> WHAT TO WORK ON: Rewrite all of the data below, substituting "sculpted stone" for every occurrence of "carved stone" and leaving everything else unchanged.

> RECORDS FOR PROCESSING:
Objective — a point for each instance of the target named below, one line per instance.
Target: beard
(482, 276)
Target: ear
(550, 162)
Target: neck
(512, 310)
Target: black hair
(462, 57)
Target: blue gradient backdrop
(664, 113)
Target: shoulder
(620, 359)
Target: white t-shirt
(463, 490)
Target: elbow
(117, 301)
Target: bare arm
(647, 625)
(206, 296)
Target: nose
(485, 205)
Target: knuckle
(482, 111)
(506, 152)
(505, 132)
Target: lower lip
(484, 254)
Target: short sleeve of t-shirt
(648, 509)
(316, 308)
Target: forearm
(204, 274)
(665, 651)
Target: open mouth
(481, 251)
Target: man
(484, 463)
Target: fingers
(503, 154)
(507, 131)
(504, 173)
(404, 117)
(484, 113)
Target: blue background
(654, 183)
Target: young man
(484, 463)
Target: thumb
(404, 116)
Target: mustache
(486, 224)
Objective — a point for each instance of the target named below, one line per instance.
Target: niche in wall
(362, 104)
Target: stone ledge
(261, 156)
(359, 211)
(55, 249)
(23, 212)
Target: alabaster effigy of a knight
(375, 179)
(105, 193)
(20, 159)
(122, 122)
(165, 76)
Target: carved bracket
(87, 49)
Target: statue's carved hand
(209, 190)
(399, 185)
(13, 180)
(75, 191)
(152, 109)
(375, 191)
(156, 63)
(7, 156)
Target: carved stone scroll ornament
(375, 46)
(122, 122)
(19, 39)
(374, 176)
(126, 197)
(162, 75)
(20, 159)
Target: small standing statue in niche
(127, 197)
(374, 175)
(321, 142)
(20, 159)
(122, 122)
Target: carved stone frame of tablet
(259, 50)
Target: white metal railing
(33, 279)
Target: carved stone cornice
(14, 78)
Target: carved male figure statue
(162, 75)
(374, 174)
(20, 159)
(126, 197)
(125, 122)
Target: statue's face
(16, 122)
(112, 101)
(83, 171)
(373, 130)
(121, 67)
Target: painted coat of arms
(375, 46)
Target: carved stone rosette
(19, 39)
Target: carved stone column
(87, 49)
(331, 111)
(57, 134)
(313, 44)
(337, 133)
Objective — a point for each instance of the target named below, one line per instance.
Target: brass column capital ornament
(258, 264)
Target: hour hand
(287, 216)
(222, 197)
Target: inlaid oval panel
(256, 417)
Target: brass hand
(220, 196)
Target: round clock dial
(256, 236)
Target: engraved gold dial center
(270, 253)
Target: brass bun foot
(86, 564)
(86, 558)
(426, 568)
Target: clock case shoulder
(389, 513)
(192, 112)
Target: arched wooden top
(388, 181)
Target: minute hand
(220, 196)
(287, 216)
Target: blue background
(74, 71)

> TASK RESPONSE:
Objective — a point for each instance of the target named below, one line per instance.
Target: beard
(482, 276)
Target: ear
(550, 162)
Target: neck
(512, 310)
Target: black hair
(462, 57)
Target: blue gradient backdrop
(664, 113)
Target: shoulder
(620, 359)
Target: white t-shirt
(463, 490)
Target: elbow
(117, 301)
Target: bare arm
(647, 625)
(206, 296)
Target: nose
(485, 205)
Target: knuckle
(482, 111)
(506, 152)
(505, 132)
Target: lower lip
(484, 254)
Target: short sleeve of t-shirt
(648, 509)
(316, 308)
Target: forearm
(204, 274)
(665, 651)
Target: open mouth
(481, 251)
Target: man
(484, 463)
Target: fingers
(503, 154)
(507, 131)
(504, 173)
(404, 117)
(484, 113)
Target: blue background
(654, 183)
Target: young man
(484, 463)
Target: thumb
(404, 116)
Target: mustache
(486, 224)
Objective — a point for each instance of the target named below, one line per instance.
Target: niche in wall
(362, 104)
Target: stone ledge
(261, 156)
(359, 211)
(55, 249)
(23, 212)
Target: alabaster effigy of a knight
(375, 179)
(105, 193)
(20, 159)
(122, 122)
(165, 76)
Target: carved bracket
(87, 49)
Target: statue's carved hand
(209, 190)
(399, 185)
(13, 180)
(75, 191)
(152, 109)
(375, 191)
(156, 63)
(7, 156)
Target: sculpted stone scroll ornament
(375, 46)
(122, 122)
(19, 39)
(374, 176)
(126, 197)
(162, 75)
(20, 159)
Target: small standing statue in niche
(127, 197)
(374, 175)
(321, 142)
(20, 159)
(122, 122)
Target: sculpted stone frame of tablet
(259, 50)
Target: white metal railing
(33, 279)
Target: sculpted stone cornice
(14, 78)
Target: carved male figure statue
(162, 75)
(374, 174)
(20, 159)
(126, 197)
(125, 122)
Target: statue's face
(16, 122)
(112, 101)
(83, 171)
(373, 130)
(121, 67)
Target: painted coat of arms
(375, 46)
Target: sculpted stone rosette
(19, 39)
Target: sculpted stone column
(87, 49)
(331, 111)
(57, 134)
(313, 44)
(337, 133)
Objective — a point for each instance of the target named below, one line per instance.
Target: brass column capital ornament
(258, 264)
Target: hour hand
(287, 216)
(222, 197)
Target: inlaid oval panel
(256, 417)
Target: brass hand
(220, 196)
Target: round clock dial
(256, 236)
Target: engraved gold dial center
(270, 253)
Target: brass bun foot
(86, 564)
(86, 558)
(426, 568)
Target: clock case shoulder
(389, 513)
(192, 112)
Target: arched wooden top
(388, 181)
Target: minute hand
(220, 196)
(287, 216)
Target: blue background
(74, 71)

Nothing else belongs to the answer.